((

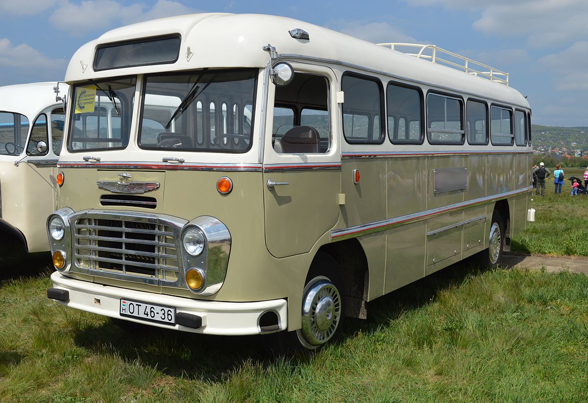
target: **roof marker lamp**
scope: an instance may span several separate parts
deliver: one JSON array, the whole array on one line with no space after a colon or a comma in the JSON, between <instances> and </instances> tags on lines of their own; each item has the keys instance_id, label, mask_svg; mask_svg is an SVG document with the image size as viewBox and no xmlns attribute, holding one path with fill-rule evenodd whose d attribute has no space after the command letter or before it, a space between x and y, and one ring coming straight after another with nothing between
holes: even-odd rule
<instances>
[{"instance_id":1,"label":"roof marker lamp","mask_svg":"<svg viewBox=\"0 0 588 403\"><path fill-rule=\"evenodd\" d=\"M280 62L269 70L272 82L278 87L288 85L294 78L294 69L289 63Z\"/></svg>"},{"instance_id":2,"label":"roof marker lamp","mask_svg":"<svg viewBox=\"0 0 588 403\"><path fill-rule=\"evenodd\" d=\"M49 233L56 241L63 239L65 233L65 226L63 220L58 217L54 217L49 223Z\"/></svg>"},{"instance_id":3,"label":"roof marker lamp","mask_svg":"<svg viewBox=\"0 0 588 403\"><path fill-rule=\"evenodd\" d=\"M184 233L182 239L184 250L192 256L198 256L204 250L204 234L199 230L192 228Z\"/></svg>"}]
</instances>

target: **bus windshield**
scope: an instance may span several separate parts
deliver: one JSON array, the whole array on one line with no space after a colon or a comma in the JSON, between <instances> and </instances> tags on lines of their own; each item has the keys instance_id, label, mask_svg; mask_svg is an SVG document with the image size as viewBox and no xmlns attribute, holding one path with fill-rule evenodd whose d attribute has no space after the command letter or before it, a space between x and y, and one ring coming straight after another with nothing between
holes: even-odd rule
<instances>
[{"instance_id":1,"label":"bus windshield","mask_svg":"<svg viewBox=\"0 0 588 403\"><path fill-rule=\"evenodd\" d=\"M122 149L129 143L136 78L89 80L74 87L69 151Z\"/></svg>"},{"instance_id":2,"label":"bus windshield","mask_svg":"<svg viewBox=\"0 0 588 403\"><path fill-rule=\"evenodd\" d=\"M257 70L146 76L139 145L242 153L251 146Z\"/></svg>"}]
</instances>

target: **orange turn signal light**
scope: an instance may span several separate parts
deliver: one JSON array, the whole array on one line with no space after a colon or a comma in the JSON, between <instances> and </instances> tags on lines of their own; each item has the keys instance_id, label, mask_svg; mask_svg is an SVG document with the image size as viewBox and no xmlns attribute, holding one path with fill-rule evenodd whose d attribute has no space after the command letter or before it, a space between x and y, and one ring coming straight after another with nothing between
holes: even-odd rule
<instances>
[{"instance_id":1,"label":"orange turn signal light","mask_svg":"<svg viewBox=\"0 0 588 403\"><path fill-rule=\"evenodd\" d=\"M55 268L62 269L65 266L65 256L64 252L61 250L56 250L53 253L53 266Z\"/></svg>"},{"instance_id":2,"label":"orange turn signal light","mask_svg":"<svg viewBox=\"0 0 588 403\"><path fill-rule=\"evenodd\" d=\"M59 172L57 174L57 177L55 179L55 182L57 182L57 184L59 185L59 186L62 186L65 180L65 176L64 175L63 172Z\"/></svg>"},{"instance_id":3,"label":"orange turn signal light","mask_svg":"<svg viewBox=\"0 0 588 403\"><path fill-rule=\"evenodd\" d=\"M233 190L233 181L226 176L219 178L216 181L216 190L221 194L228 194Z\"/></svg>"}]
</instances>

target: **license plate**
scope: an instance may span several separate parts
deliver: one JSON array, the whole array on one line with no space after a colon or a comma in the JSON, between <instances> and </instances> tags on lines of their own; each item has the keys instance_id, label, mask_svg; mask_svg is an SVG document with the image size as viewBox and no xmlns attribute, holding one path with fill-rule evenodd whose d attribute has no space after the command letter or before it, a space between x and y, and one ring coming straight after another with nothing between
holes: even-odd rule
<instances>
[{"instance_id":1,"label":"license plate","mask_svg":"<svg viewBox=\"0 0 588 403\"><path fill-rule=\"evenodd\" d=\"M176 308L171 307L153 305L121 298L119 313L121 316L138 318L168 325L176 324Z\"/></svg>"}]
</instances>

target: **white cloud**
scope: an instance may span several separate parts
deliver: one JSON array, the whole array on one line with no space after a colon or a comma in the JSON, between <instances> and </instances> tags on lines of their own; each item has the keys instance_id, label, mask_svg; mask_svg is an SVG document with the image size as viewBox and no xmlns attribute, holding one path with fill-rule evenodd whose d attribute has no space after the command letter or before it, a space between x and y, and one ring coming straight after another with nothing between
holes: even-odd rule
<instances>
[{"instance_id":1,"label":"white cloud","mask_svg":"<svg viewBox=\"0 0 588 403\"><path fill-rule=\"evenodd\" d=\"M0 66L38 69L64 68L65 61L49 59L26 43L13 45L9 39L0 38Z\"/></svg>"},{"instance_id":2,"label":"white cloud","mask_svg":"<svg viewBox=\"0 0 588 403\"><path fill-rule=\"evenodd\" d=\"M339 20L329 23L329 28L375 43L416 42L414 38L390 26L387 22Z\"/></svg>"},{"instance_id":3,"label":"white cloud","mask_svg":"<svg viewBox=\"0 0 588 403\"><path fill-rule=\"evenodd\" d=\"M0 12L15 15L32 15L44 11L57 0L1 0Z\"/></svg>"},{"instance_id":4,"label":"white cloud","mask_svg":"<svg viewBox=\"0 0 588 403\"><path fill-rule=\"evenodd\" d=\"M151 8L142 3L124 5L116 0L85 0L79 4L66 1L49 17L57 29L80 35L155 18L196 12L177 1L158 0Z\"/></svg>"}]
</instances>

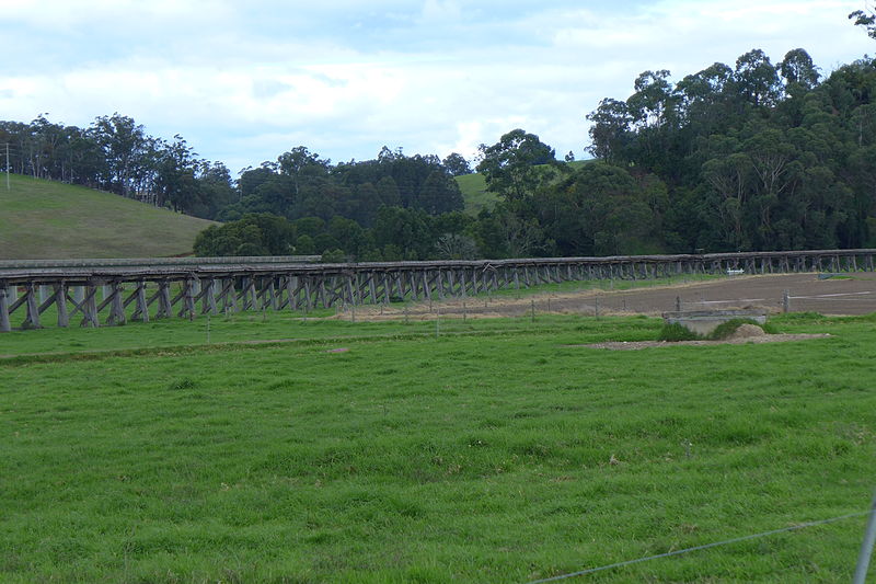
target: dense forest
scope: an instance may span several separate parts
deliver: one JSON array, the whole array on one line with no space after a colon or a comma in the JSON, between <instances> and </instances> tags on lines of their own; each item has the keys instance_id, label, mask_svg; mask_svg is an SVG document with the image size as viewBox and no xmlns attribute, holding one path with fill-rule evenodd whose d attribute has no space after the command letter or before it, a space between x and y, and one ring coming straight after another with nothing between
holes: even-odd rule
<instances>
[{"instance_id":1,"label":"dense forest","mask_svg":"<svg viewBox=\"0 0 876 584\"><path fill-rule=\"evenodd\" d=\"M851 18L876 38L872 14ZM672 81L645 71L587 118L593 160L523 129L481 145L498 196L462 213L458 153L332 164L306 147L231 179L186 141L118 114L88 128L0 122L13 172L223 221L199 255L423 260L876 247L876 60L827 77L804 49L760 49ZM584 137L583 137L584 138Z\"/></svg>"}]
</instances>

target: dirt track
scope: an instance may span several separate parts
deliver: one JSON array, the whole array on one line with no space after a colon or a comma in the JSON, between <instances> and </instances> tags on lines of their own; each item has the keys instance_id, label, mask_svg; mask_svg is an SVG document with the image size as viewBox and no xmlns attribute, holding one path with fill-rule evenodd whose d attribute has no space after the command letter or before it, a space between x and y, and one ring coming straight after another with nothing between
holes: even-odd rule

))

- **Written exercise**: Convert the lines of all the items above into a numbered list. Skip blank lines and leave out the pictures.

- **Solution below**:
1. target: **roof marker lamp**
2. scope: an instance may span several separate parts
3. deliver: one JSON array, the whole array on one line with no space after a colon or a comma in the JSON, between <instances> and </instances> tags on lines of their own; each item has the keys instance_id, label, mask_svg; mask_svg is an SVG document with the image size as viewBox and no xmlns attribute, holding one path with fill-rule evenodd whose d attribute has no space after the command letter or before it, a space between x and y, and one ring coming straight after another with nothing between
4. holes: even-odd rule
5. <instances>
6. [{"instance_id":1,"label":"roof marker lamp","mask_svg":"<svg viewBox=\"0 0 588 403\"><path fill-rule=\"evenodd\" d=\"M280 62L269 70L272 82L278 87L288 85L294 78L294 69L289 63Z\"/></svg>"},{"instance_id":2,"label":"roof marker lamp","mask_svg":"<svg viewBox=\"0 0 588 403\"><path fill-rule=\"evenodd\" d=\"M49 233L56 241L63 239L65 233L65 226L63 220L58 217L54 217L49 223Z\"/></svg>"},{"instance_id":3,"label":"roof marker lamp","mask_svg":"<svg viewBox=\"0 0 588 403\"><path fill-rule=\"evenodd\" d=\"M184 233L182 239L184 250L192 256L198 256L204 250L204 234L199 230L192 228Z\"/></svg>"}]
7. </instances>
8. target: **bus windshield**
9. scope: an instance may span several separate parts
10. deliver: one JSON array, the whole array on one line with no space after a colon or a comma in the JSON, between <instances> and </instances> tags on lines of their own; each item has the keys instance_id, label, mask_svg; mask_svg is an SVG document with the image size as viewBox and no xmlns attribute, holding one path with fill-rule evenodd whose d attribute has no space after the command letter or before it, a space between x and y, and one ring coming straight after another with nothing between
11. holes: even-odd rule
12. <instances>
13. [{"instance_id":1,"label":"bus windshield","mask_svg":"<svg viewBox=\"0 0 588 403\"><path fill-rule=\"evenodd\" d=\"M122 149L129 143L136 78L89 80L74 87L69 151Z\"/></svg>"},{"instance_id":2,"label":"bus windshield","mask_svg":"<svg viewBox=\"0 0 588 403\"><path fill-rule=\"evenodd\" d=\"M257 70L146 76L139 145L242 153L251 146Z\"/></svg>"}]
14. </instances>
15. target: **orange turn signal light**
16. scope: an instance may span several separate parts
17. deliver: one JSON array, the whole array on one line with no space after a colon or a comma in the JSON, between <instances> and </instances> tags on lines of their own; each item has the keys instance_id, label, mask_svg; mask_svg is an SVG document with the image size as viewBox and no xmlns attribute, holding one path with fill-rule evenodd whose d attribute has no space after the command letter or before it, a space between x and y, and one ring coming straight after another with nothing between
18. holes: even-odd rule
19. <instances>
20. [{"instance_id":1,"label":"orange turn signal light","mask_svg":"<svg viewBox=\"0 0 588 403\"><path fill-rule=\"evenodd\" d=\"M55 268L62 269L65 266L65 256L64 252L61 250L56 250L53 253L53 266Z\"/></svg>"},{"instance_id":2,"label":"orange turn signal light","mask_svg":"<svg viewBox=\"0 0 588 403\"><path fill-rule=\"evenodd\" d=\"M59 172L57 174L57 177L55 179L55 182L57 182L57 184L59 185L59 186L62 186L65 180L65 176L64 175L63 172Z\"/></svg>"},{"instance_id":3,"label":"orange turn signal light","mask_svg":"<svg viewBox=\"0 0 588 403\"><path fill-rule=\"evenodd\" d=\"M233 190L233 181L226 176L219 178L216 181L216 190L221 194L228 194Z\"/></svg>"}]
21. </instances>
22. target: **license plate**
23. scope: an instance may span several separate parts
24. deliver: one JSON array, the whole array on one line with no space after a colon or a comma in the JSON, between <instances> and </instances> tags on lines of their own; each item has the keys instance_id, label, mask_svg; mask_svg is an SVG document with the image size as viewBox and no xmlns attribute, holding one path with fill-rule evenodd whose d attribute has no space after the command letter or before it, a space between x and y, and one ring coming straight after another with nothing between
25. holes: even-odd rule
26. <instances>
27. [{"instance_id":1,"label":"license plate","mask_svg":"<svg viewBox=\"0 0 588 403\"><path fill-rule=\"evenodd\" d=\"M176 308L171 307L153 305L121 298L119 313L121 316L138 318L168 325L176 324Z\"/></svg>"}]
28. </instances>
29. target: **white cloud**
30. scope: an instance may span several separate parts
31. deliver: one JSON array, the whole array on one line with no space after a colon or a comma in the JSON, between <instances> and </instances> tags on lines of their own; each item has the keys instance_id, label, mask_svg; mask_svg is an SVG document with the image size as viewBox and no xmlns attribute, holding one path with fill-rule evenodd whose d attribute has no space after the command letter or before it, a space between x and y, and one ring coming straight after another with nothing between
32. holes: even-odd rule
33. <instances>
34. [{"instance_id":1,"label":"white cloud","mask_svg":"<svg viewBox=\"0 0 588 403\"><path fill-rule=\"evenodd\" d=\"M0 66L38 69L64 68L65 61L49 59L26 43L13 45L9 39L0 38Z\"/></svg>"},{"instance_id":2,"label":"white cloud","mask_svg":"<svg viewBox=\"0 0 588 403\"><path fill-rule=\"evenodd\" d=\"M339 20L329 23L329 28L375 43L416 42L414 38L390 26L387 22Z\"/></svg>"},{"instance_id":3,"label":"white cloud","mask_svg":"<svg viewBox=\"0 0 588 403\"><path fill-rule=\"evenodd\" d=\"M0 12L15 15L32 15L44 11L57 0L1 0Z\"/></svg>"},{"instance_id":4,"label":"white cloud","mask_svg":"<svg viewBox=\"0 0 588 403\"><path fill-rule=\"evenodd\" d=\"M151 8L142 3L124 5L116 0L85 0L79 4L66 1L49 17L57 29L80 35L155 18L196 12L177 1L158 0Z\"/></svg>"}]
35. </instances>
36. target: dense forest
37. scope: an instance may span several separate parts
38. deliver: one JSON array, the whole array on one line with no space after a colon or a comma in the JSON, between <instances> and </instances> tags on lines of their own; each item has the keys instance_id, label, mask_svg; mask_svg is an SVG document with the image size as viewBox and no xmlns attribute, holding one path with fill-rule evenodd whose d attribute has no space after the command letter or before it, a space between x and y, and one ring coming straight after another with nothing between
39. holes: even-odd rule
40. <instances>
41. [{"instance_id":1,"label":"dense forest","mask_svg":"<svg viewBox=\"0 0 876 584\"><path fill-rule=\"evenodd\" d=\"M851 18L876 38L872 14ZM672 81L645 71L587 118L593 160L523 129L481 145L498 196L462 213L458 153L332 164L306 147L231 179L186 141L118 114L88 128L0 122L13 172L223 221L199 255L423 260L876 247L876 60L827 77L804 49L760 49ZM584 137L583 137L584 138Z\"/></svg>"}]
42. </instances>
43. target: dirt track
44. scope: an instance may span several separate parts
45. deliver: one JSON array, the whole array on one line with no space after a colon or a comma in the JSON, between <instances> and </instances> tags on lines of their own; each item has the keys instance_id, label, mask_svg; mask_svg is an SVG document with the image size as viewBox and no xmlns attribute, holding one path with fill-rule evenodd whose d attribute has no space after the command letter or before it, a space between x and y, and one ring coming straight after another with nothing between
46. holes: even-odd rule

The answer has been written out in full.